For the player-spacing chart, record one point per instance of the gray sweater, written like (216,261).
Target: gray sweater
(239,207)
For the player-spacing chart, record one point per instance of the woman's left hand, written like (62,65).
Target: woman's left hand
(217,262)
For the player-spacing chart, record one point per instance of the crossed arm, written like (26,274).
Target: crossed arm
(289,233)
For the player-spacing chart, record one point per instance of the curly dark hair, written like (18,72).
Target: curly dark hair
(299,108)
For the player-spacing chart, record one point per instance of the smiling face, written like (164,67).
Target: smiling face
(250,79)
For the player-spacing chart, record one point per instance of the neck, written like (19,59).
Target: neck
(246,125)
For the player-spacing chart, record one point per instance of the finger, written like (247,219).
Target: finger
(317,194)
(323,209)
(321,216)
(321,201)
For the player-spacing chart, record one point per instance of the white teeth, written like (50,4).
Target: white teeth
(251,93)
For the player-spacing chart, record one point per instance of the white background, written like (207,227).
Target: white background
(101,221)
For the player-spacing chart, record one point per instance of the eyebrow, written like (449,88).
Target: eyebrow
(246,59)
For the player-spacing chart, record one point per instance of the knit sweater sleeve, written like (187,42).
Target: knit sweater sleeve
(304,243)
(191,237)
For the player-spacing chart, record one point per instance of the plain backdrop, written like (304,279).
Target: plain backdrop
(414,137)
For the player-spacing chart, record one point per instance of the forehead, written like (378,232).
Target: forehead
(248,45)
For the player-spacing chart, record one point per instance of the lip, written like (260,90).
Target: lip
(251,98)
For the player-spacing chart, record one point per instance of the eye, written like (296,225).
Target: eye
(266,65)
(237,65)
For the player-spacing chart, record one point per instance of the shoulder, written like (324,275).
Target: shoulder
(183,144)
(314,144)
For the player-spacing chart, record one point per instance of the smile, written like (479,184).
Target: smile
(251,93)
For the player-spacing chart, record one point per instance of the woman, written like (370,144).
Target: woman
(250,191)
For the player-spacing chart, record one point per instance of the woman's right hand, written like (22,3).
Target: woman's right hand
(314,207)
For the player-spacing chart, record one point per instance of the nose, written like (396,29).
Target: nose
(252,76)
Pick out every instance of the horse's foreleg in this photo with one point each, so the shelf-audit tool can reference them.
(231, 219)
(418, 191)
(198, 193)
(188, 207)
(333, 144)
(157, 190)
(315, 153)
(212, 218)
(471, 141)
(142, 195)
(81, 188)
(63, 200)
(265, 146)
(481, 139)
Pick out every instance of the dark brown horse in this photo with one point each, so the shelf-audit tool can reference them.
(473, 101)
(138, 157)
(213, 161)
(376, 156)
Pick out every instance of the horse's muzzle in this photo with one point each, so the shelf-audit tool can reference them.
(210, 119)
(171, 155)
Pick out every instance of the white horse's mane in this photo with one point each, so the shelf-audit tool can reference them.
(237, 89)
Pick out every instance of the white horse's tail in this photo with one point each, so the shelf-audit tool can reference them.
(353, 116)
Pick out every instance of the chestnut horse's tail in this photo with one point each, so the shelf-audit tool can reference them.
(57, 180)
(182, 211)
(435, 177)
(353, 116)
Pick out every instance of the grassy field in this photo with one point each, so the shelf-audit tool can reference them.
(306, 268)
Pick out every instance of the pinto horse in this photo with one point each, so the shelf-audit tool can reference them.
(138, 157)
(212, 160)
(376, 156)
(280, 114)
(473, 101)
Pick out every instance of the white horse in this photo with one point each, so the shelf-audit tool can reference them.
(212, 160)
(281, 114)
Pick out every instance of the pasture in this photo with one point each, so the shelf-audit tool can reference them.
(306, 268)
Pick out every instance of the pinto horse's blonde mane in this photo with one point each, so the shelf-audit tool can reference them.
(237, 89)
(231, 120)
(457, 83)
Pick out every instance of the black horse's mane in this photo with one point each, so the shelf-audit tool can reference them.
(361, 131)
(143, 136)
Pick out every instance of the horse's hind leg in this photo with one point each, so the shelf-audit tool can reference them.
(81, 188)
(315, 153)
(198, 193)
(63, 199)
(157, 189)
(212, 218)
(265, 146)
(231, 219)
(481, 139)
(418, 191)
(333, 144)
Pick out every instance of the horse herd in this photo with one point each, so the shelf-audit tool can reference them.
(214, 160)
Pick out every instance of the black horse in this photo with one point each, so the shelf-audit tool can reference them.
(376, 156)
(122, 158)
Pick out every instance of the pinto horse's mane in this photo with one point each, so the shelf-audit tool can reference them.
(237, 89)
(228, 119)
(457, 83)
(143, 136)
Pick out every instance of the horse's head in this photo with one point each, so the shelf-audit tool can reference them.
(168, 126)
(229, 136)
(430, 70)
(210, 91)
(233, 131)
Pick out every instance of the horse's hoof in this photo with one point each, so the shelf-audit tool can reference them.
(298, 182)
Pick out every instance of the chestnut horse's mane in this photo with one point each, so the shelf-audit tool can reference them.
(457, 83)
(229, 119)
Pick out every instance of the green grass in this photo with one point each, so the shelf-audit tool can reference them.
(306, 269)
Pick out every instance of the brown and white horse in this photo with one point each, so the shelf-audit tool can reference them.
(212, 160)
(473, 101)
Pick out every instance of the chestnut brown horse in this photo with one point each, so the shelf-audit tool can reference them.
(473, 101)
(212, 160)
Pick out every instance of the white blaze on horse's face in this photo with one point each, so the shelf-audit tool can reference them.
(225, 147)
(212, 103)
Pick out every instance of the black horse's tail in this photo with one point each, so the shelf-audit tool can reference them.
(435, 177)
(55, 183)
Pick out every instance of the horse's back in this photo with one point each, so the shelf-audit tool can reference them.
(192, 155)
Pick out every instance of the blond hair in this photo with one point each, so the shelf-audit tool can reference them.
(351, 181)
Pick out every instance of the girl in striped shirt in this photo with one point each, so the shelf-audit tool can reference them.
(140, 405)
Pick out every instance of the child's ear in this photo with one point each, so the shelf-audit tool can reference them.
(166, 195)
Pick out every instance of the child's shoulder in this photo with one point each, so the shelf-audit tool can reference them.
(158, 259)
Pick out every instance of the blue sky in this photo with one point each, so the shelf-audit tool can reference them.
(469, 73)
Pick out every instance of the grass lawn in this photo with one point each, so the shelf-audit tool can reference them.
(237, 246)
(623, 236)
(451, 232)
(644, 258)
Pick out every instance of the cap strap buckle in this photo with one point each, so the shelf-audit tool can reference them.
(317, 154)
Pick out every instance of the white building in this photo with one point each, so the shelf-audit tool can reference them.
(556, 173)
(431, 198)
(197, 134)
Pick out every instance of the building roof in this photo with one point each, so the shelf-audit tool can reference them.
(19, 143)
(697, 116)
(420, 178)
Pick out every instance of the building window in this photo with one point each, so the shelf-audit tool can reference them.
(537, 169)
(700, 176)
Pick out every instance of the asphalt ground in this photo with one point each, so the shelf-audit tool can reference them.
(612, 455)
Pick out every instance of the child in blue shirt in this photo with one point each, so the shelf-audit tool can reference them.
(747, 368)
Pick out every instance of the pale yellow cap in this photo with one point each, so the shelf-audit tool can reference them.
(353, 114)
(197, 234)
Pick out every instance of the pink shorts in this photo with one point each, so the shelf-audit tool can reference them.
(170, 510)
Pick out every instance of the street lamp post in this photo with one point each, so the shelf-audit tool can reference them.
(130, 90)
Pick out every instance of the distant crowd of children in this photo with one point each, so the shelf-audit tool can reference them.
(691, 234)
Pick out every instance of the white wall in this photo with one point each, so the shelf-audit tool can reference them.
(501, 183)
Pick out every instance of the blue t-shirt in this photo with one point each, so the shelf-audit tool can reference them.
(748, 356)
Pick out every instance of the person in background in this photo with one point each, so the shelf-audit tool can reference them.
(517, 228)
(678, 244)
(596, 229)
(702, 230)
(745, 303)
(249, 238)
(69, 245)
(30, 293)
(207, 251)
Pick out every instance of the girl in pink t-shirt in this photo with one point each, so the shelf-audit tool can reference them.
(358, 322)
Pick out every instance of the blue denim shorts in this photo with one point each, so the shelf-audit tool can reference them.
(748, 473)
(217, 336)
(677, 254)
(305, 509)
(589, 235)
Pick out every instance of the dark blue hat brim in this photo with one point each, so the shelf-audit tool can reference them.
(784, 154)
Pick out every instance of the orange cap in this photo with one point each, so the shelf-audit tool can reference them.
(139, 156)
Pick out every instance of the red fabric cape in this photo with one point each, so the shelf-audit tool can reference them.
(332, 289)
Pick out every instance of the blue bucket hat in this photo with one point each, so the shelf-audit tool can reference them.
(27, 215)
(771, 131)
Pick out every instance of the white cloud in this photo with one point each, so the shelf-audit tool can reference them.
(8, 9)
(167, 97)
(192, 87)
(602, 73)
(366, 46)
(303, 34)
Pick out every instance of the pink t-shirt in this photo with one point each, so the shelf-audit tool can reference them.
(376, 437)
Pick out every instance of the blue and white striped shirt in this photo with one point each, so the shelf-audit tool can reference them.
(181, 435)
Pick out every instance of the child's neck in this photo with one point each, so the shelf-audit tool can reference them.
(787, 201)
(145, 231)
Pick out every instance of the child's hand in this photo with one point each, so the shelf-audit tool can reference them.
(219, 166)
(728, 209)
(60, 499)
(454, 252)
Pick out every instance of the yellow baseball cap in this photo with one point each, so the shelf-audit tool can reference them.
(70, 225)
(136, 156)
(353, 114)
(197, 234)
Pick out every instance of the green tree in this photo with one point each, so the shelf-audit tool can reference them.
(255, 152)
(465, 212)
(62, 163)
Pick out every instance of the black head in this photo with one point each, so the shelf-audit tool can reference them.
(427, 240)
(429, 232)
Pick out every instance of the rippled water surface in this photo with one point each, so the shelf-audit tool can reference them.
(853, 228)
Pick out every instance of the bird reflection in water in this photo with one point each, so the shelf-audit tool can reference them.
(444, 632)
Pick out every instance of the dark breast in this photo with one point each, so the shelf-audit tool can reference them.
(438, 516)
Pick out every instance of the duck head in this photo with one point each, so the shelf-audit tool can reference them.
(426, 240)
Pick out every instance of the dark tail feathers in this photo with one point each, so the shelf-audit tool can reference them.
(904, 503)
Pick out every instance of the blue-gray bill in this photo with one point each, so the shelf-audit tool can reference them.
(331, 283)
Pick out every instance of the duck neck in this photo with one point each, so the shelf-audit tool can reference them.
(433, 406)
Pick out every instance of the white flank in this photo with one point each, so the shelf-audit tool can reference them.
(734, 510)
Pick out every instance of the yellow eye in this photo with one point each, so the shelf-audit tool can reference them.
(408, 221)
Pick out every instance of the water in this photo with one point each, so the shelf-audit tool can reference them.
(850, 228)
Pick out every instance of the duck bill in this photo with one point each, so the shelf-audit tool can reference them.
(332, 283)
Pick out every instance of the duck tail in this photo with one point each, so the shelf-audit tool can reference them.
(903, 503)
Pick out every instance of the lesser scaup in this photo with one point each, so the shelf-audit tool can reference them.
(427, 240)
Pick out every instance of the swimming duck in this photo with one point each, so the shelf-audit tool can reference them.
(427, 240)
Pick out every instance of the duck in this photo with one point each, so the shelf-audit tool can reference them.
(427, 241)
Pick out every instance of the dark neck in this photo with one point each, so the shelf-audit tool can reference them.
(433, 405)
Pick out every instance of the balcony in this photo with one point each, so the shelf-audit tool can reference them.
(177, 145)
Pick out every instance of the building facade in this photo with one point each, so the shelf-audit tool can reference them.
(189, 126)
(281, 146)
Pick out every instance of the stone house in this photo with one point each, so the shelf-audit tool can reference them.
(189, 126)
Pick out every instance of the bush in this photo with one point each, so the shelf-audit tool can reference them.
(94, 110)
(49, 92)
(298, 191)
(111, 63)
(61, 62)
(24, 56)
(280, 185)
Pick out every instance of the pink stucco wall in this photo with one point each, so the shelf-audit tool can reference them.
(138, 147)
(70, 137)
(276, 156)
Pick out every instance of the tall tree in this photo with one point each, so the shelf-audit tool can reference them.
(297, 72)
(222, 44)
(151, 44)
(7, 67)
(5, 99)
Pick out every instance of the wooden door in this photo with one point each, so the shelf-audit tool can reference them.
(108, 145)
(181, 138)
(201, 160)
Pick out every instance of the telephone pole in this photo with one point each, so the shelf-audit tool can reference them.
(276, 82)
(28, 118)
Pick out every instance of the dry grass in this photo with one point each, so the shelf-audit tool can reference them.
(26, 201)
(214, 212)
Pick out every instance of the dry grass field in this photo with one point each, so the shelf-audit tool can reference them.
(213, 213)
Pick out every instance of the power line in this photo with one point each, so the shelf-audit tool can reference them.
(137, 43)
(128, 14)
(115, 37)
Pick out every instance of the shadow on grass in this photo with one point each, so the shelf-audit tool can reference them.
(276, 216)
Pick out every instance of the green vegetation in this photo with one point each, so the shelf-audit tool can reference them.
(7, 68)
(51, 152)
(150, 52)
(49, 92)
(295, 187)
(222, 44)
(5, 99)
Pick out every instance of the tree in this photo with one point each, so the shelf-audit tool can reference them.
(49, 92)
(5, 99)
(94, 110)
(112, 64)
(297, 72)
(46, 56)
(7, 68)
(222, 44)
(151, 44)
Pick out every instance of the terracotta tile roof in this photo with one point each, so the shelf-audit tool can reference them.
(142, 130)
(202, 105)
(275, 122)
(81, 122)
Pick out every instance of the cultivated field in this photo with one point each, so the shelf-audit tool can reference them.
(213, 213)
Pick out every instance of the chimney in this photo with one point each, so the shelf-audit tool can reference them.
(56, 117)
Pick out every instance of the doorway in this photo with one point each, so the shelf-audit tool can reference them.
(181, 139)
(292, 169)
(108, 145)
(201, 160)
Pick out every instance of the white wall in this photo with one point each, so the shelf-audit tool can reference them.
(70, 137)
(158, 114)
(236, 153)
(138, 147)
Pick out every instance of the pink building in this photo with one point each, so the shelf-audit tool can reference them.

· · ·

### Written problem
Repeat word for word each line from the one with "Pick out every instance of the terracotta" to the end of the records above, inclusive.

### Answer to this problem
Pick out every instance of the terracotta tile roof in this photo with one point each, so the shelf-audit tool can reference them.
(142, 130)
(202, 105)
(275, 122)
(81, 122)
Pick out every instance of the cultivated field in this photo with one point each, so the shelf-audit tool can reference them.
(213, 213)
Pick out every instance of the chimney in this photo with one point each, so the shelf-audit tool can reference them.
(56, 117)
Pick out every instance of the doorway in this photo with one point each, so the shelf-audit tool can reference them.
(181, 139)
(292, 169)
(108, 145)
(201, 160)
Pick out every instance of the white wall in this photo with one point each, so the shelf-audit tool can reference them.
(70, 137)
(158, 114)
(236, 153)
(138, 147)
Pick out every instance of the pink building in this photo with one point each, so the shelf-audit tool can reference them.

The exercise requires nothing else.